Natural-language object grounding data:

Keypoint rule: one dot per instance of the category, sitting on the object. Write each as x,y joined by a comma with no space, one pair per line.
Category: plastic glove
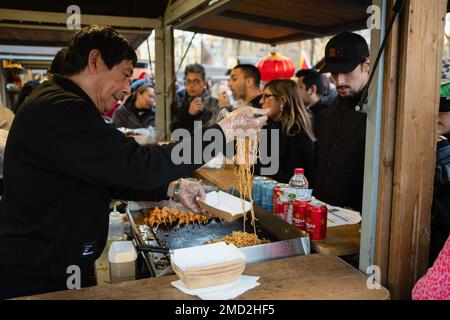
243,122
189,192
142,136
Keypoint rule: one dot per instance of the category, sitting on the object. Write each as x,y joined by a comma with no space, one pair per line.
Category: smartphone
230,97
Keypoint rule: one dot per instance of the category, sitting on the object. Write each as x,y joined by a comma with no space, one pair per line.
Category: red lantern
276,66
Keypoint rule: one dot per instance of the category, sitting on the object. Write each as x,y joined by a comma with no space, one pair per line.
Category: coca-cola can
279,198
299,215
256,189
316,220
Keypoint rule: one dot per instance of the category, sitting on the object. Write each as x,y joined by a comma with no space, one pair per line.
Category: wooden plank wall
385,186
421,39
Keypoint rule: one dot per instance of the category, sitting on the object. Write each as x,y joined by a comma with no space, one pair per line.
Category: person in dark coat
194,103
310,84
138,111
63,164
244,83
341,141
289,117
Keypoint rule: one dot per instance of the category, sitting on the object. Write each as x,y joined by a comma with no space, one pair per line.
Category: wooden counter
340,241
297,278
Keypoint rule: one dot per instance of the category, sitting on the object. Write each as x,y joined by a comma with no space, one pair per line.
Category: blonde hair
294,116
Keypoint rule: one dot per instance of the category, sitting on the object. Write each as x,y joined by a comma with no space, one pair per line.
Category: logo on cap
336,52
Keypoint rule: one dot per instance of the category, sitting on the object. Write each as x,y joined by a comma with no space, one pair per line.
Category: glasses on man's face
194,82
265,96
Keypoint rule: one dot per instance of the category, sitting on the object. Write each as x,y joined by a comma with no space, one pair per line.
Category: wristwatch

--

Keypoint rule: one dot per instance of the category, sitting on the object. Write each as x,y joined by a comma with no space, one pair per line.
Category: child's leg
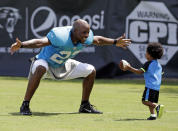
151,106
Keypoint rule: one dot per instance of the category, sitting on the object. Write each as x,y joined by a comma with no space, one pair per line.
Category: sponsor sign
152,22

## The task
Look through the data above and return exactly the lines from the one that contains "Category: glasses on man's face" to the one that contains "Category: wristwatch", inclusive, with nothing else.

## Response for this exercise
Category: glasses on man's face
194,82
265,96
Keypoint rule: one dot per instance of the category, sitting on the object. Write each as x,y joined by a comma with no space, one pair per line.
Category: wristwatch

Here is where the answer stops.